++++ DATA LISTING ++++

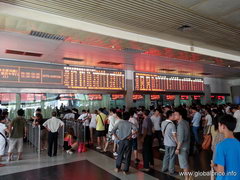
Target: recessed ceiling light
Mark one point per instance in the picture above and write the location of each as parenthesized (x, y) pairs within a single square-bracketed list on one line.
[(170, 70), (185, 28), (205, 74)]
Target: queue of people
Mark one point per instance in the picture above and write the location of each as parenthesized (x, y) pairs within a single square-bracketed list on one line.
[(180, 132)]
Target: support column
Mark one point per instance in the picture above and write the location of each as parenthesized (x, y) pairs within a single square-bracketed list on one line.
[(207, 95), (177, 101), (129, 88), (147, 101)]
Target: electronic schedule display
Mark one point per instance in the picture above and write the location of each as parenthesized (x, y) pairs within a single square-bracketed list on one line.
[(159, 82), (33, 75)]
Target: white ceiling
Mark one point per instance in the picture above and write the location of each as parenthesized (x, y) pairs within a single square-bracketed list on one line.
[(225, 11), (214, 22), (53, 52)]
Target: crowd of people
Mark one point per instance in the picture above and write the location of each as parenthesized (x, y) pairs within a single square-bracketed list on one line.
[(179, 132)]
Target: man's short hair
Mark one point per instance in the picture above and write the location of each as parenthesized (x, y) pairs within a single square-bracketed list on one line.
[(39, 109), (126, 116), (113, 110), (169, 113), (20, 112), (181, 112), (119, 114), (229, 121), (54, 114), (194, 108), (146, 112)]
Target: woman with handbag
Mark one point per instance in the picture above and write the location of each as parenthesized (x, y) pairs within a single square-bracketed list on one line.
[(3, 139)]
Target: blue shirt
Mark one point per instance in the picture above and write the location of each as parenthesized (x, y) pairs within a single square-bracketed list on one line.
[(196, 119), (228, 156)]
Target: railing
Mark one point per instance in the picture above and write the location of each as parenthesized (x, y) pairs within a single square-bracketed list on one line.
[(34, 136)]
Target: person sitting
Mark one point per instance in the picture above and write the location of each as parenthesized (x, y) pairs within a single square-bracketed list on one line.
[(227, 156), (74, 146), (68, 139)]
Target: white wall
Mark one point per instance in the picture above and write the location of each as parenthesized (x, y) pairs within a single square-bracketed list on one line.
[(218, 85)]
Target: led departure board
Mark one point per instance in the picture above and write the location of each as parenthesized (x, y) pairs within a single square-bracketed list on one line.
[(82, 78), (94, 97), (157, 82), (155, 97), (183, 97), (25, 74), (170, 97), (138, 97), (220, 97), (7, 97), (117, 96), (197, 97)]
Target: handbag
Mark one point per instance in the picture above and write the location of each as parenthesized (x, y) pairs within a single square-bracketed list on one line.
[(6, 143), (207, 140)]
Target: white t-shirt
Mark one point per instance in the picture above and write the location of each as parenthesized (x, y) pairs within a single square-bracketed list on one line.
[(156, 120), (83, 117), (208, 119), (237, 116), (112, 121), (134, 121), (93, 122), (69, 116), (2, 130), (53, 124)]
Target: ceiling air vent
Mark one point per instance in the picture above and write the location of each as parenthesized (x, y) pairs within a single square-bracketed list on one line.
[(109, 63), (72, 59), (184, 72), (169, 70), (184, 28), (23, 53), (133, 50), (205, 74), (47, 35)]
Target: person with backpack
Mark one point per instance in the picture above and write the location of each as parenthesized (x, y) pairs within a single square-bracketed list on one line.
[(170, 142), (100, 129), (3, 139), (226, 162)]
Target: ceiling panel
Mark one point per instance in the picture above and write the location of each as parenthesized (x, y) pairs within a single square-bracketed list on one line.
[(217, 8), (149, 17), (54, 51)]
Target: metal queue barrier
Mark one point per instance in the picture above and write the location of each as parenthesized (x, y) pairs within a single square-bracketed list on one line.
[(34, 136), (77, 128)]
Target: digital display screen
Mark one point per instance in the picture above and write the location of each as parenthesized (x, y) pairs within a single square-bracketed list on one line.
[(184, 97), (196, 97), (138, 97), (23, 74), (220, 97), (170, 97), (117, 96), (157, 82), (94, 97), (155, 97), (7, 97)]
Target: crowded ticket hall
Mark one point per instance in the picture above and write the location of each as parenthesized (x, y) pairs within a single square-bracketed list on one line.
[(120, 90)]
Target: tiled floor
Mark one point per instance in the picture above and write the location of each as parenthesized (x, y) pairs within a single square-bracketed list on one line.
[(104, 161)]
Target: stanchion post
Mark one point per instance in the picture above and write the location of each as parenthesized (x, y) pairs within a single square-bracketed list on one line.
[(39, 140)]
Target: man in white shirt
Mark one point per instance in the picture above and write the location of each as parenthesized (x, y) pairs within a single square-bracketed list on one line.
[(156, 120), (236, 114), (134, 121), (111, 121), (69, 116), (52, 125), (85, 118)]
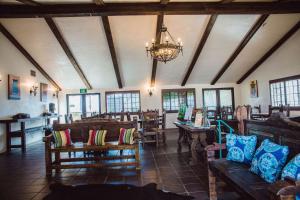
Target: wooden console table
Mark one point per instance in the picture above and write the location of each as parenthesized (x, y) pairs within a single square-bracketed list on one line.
[(204, 134), (22, 132)]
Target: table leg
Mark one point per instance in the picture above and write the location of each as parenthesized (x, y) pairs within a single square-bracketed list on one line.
[(181, 133), (23, 136), (8, 139), (189, 140)]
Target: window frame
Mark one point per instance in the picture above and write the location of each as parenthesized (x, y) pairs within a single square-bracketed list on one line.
[(284, 80), (177, 90), (123, 92), (83, 100), (218, 95)]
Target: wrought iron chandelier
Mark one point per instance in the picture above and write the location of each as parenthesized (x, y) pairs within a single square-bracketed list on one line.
[(164, 48)]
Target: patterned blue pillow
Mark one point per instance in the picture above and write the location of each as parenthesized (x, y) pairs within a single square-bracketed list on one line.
[(292, 169), (268, 160), (240, 148)]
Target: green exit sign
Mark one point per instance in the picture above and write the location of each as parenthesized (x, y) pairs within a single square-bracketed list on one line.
[(83, 91)]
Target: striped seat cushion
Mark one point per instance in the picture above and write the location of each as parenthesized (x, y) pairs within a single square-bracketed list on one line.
[(62, 138), (97, 137), (126, 136)]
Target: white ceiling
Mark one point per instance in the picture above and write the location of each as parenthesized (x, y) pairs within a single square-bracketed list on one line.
[(189, 29), (86, 38), (225, 36), (273, 29), (36, 37)]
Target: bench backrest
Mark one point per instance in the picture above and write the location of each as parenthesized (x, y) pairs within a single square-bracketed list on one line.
[(80, 130), (279, 129)]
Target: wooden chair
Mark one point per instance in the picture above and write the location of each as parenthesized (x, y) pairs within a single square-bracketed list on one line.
[(211, 115), (227, 113), (128, 116), (149, 130), (281, 108), (122, 116), (162, 127)]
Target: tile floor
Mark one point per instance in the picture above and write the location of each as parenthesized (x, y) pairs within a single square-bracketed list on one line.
[(22, 176)]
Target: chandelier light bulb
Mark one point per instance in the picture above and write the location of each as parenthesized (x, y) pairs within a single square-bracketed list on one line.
[(164, 48)]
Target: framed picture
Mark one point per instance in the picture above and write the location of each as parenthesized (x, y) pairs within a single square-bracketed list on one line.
[(44, 92), (253, 89), (14, 89)]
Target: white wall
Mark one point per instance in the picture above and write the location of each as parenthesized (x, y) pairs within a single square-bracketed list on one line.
[(283, 63), (151, 102), (13, 62)]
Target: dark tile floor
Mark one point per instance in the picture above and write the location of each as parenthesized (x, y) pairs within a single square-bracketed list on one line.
[(22, 176)]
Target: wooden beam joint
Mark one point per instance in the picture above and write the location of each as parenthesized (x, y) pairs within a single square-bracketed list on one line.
[(67, 50)]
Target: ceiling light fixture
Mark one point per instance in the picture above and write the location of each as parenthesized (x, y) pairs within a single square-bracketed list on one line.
[(164, 48)]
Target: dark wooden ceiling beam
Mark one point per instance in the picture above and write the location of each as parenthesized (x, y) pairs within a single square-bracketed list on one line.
[(11, 38), (160, 19), (30, 2), (67, 50), (240, 47), (293, 30), (99, 2), (201, 44), (148, 8), (112, 49)]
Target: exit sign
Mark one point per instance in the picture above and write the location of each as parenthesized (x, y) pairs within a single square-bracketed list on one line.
[(83, 91)]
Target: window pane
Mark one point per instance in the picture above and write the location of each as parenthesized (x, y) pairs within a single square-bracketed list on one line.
[(166, 101), (174, 100), (226, 98), (210, 99), (92, 103), (190, 99), (123, 101), (110, 100)]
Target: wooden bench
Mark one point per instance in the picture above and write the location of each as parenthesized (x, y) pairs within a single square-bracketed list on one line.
[(278, 129), (98, 154)]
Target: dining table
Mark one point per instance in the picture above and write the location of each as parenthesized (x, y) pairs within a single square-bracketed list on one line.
[(194, 135)]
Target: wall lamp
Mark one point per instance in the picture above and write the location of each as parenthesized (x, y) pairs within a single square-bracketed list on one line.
[(55, 94), (151, 90), (33, 90)]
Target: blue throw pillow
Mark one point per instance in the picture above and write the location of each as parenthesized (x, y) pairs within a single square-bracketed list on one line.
[(292, 169), (240, 148), (268, 160)]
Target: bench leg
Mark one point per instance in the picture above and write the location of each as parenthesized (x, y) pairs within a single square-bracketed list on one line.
[(210, 155), (212, 186), (48, 159), (57, 158), (137, 157)]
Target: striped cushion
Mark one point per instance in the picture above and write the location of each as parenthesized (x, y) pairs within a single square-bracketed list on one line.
[(97, 137), (62, 138), (126, 136)]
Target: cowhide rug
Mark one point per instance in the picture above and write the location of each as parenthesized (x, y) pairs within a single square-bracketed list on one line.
[(110, 192)]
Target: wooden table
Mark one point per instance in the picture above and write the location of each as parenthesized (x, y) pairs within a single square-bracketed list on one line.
[(193, 134), (22, 132), (260, 115)]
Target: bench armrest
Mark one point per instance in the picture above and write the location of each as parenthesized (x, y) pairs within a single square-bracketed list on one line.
[(282, 188), (48, 138)]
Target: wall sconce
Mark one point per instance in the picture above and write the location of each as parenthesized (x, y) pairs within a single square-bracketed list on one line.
[(33, 90), (151, 90), (55, 94)]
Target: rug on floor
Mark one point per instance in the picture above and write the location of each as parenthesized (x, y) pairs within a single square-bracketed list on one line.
[(111, 192)]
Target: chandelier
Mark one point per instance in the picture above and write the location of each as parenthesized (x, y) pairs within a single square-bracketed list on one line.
[(164, 48)]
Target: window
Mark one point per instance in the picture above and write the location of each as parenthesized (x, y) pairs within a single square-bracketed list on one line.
[(173, 98), (83, 104), (286, 91), (127, 101), (215, 98)]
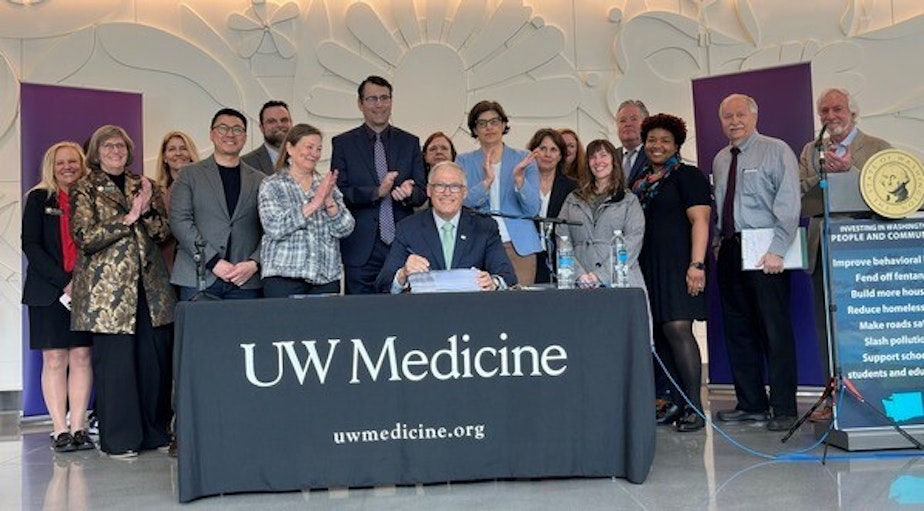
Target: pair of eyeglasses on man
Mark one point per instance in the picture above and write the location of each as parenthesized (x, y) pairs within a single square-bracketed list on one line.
[(224, 129), (493, 122), (112, 146), (371, 100), (442, 187)]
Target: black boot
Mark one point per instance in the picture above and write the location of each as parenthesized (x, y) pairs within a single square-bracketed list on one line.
[(689, 422)]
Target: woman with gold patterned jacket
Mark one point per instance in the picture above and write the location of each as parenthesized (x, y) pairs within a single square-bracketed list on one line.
[(121, 293)]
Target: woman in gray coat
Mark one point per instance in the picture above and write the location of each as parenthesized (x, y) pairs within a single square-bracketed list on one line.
[(601, 205)]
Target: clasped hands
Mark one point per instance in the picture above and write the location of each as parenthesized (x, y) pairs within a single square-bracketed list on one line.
[(141, 204), (401, 192), (323, 196), (835, 163), (237, 274), (492, 156)]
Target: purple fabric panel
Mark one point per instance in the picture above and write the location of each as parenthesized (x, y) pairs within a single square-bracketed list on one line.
[(49, 114), (786, 111)]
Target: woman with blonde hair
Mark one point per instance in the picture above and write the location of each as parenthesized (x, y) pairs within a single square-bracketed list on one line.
[(122, 295), (46, 241), (177, 150)]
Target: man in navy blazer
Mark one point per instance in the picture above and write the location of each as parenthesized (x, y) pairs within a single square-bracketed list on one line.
[(418, 246), (275, 122), (377, 204), (629, 117)]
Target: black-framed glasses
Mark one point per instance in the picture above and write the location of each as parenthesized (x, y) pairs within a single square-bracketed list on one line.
[(224, 129), (493, 122), (371, 100), (443, 187)]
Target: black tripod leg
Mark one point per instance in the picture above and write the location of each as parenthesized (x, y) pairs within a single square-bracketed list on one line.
[(829, 389)]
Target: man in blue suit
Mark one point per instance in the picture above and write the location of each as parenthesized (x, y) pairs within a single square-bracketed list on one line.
[(382, 180), (632, 157), (445, 237)]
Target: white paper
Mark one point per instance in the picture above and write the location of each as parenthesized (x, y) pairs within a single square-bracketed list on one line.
[(755, 242), (445, 281)]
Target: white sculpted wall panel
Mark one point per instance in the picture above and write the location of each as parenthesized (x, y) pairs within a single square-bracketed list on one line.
[(549, 62)]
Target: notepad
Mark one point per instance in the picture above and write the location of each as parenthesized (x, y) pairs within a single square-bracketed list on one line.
[(755, 242), (445, 281)]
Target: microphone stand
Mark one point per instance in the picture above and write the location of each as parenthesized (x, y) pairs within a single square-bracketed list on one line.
[(837, 382)]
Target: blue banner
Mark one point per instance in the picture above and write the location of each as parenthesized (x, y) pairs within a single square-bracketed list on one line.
[(877, 270)]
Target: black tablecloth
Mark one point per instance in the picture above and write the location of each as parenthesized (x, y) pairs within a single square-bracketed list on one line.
[(286, 394)]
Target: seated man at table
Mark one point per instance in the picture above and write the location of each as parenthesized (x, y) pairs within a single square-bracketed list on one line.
[(444, 236)]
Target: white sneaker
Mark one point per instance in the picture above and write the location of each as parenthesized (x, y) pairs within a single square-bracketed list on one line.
[(123, 455)]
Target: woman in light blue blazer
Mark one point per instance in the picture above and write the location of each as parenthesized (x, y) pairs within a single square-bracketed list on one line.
[(504, 180)]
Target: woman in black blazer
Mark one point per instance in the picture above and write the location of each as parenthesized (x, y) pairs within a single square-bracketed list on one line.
[(46, 241), (554, 186)]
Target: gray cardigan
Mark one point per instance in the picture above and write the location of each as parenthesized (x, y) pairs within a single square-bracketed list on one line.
[(592, 240)]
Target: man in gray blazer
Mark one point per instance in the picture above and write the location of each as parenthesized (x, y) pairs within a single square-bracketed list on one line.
[(275, 122), (213, 214)]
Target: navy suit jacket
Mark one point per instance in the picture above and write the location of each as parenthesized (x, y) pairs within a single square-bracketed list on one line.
[(359, 183), (478, 245), (260, 159), (41, 242), (640, 162)]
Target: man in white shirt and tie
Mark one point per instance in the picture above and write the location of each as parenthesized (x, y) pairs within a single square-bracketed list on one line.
[(445, 236), (632, 158)]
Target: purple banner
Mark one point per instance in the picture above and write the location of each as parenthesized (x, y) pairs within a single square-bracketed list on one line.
[(786, 110), (49, 114)]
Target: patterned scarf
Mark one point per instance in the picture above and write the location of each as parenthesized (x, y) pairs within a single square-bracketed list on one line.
[(647, 186)]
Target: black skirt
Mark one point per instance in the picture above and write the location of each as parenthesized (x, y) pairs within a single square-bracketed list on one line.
[(50, 328)]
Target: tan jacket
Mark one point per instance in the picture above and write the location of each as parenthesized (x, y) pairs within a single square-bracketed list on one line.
[(862, 148), (114, 256)]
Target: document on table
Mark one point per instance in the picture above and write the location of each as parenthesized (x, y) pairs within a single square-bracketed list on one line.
[(755, 242), (445, 281)]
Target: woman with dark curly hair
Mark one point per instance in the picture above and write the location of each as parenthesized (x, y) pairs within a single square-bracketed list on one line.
[(677, 202), (575, 158), (121, 293), (554, 186)]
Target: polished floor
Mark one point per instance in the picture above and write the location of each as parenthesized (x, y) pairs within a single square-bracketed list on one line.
[(749, 469)]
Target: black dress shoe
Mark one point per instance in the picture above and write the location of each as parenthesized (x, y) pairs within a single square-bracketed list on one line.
[(673, 412), (741, 416), (691, 421), (781, 423)]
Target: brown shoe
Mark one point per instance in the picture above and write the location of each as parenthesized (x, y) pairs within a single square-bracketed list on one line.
[(822, 414)]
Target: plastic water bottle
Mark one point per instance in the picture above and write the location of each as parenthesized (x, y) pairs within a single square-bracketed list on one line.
[(620, 260), (565, 263)]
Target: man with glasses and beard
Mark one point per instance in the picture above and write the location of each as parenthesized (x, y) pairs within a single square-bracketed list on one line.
[(382, 179), (275, 122)]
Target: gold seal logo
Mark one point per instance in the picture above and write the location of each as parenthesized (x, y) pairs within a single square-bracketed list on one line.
[(892, 183)]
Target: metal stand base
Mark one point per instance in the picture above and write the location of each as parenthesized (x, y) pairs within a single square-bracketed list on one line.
[(869, 439)]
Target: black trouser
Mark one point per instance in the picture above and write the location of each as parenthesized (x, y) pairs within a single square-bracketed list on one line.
[(132, 375), (758, 327), (821, 315)]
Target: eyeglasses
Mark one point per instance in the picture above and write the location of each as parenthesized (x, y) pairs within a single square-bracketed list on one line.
[(371, 100), (112, 146), (224, 129), (443, 187), (493, 122)]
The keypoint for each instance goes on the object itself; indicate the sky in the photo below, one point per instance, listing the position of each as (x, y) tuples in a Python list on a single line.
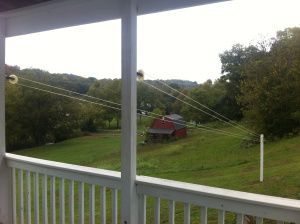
[(179, 44)]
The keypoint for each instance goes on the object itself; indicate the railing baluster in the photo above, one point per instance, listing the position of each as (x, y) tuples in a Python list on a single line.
[(92, 204), (259, 220), (187, 213), (62, 200), (28, 193), (221, 217), (36, 199), (203, 214), (171, 212), (142, 209), (14, 195), (44, 199), (240, 219), (156, 210), (81, 202), (52, 200), (103, 204), (71, 201), (114, 206), (21, 196)]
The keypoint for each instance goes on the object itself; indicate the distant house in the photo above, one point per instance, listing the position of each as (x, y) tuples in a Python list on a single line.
[(169, 126)]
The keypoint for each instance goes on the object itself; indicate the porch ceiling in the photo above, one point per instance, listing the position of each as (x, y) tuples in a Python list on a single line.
[(15, 4), (29, 16)]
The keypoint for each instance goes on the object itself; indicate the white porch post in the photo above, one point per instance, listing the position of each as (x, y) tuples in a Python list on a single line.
[(5, 173), (129, 214)]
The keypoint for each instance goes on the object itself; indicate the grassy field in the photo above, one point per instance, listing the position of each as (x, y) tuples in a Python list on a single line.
[(202, 158)]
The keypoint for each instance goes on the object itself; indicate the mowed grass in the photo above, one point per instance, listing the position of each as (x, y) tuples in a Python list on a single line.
[(202, 158)]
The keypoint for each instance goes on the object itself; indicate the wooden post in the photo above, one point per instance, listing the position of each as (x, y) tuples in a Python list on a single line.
[(261, 178), (129, 199), (5, 172)]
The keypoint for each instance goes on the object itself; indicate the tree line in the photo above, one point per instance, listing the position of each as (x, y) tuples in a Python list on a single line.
[(260, 85)]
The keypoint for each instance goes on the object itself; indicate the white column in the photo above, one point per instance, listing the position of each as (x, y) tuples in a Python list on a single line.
[(129, 199), (5, 172), (261, 176)]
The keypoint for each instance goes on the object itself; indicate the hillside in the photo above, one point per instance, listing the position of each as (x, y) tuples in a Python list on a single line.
[(201, 158)]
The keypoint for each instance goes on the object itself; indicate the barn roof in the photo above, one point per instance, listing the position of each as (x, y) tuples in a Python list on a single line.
[(174, 117), (178, 121), (160, 131)]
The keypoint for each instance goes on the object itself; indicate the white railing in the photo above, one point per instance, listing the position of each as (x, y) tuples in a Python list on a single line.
[(30, 176)]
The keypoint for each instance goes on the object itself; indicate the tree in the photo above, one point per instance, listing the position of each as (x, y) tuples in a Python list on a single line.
[(270, 91), (233, 62)]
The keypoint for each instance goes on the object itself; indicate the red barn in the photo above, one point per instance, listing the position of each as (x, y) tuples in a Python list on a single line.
[(167, 127)]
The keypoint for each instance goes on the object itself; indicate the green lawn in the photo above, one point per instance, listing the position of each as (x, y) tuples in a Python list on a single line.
[(202, 158)]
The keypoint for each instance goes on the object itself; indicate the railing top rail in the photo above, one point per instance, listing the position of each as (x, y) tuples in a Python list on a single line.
[(230, 200), (81, 173), (220, 192)]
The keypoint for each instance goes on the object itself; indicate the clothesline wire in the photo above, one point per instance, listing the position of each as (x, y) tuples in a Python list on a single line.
[(241, 127), (145, 115), (104, 100)]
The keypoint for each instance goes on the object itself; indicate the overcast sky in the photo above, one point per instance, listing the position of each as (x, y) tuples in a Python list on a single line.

++++

§ ABOUT THIS TASK
Which lines above hold the word "blazer"? Copy each of them.

§ TASK SOLUTION
Target: man in navy blazer
Target: woman in light blue blazer
Target: woman in black blazer
Target: man in gray blazer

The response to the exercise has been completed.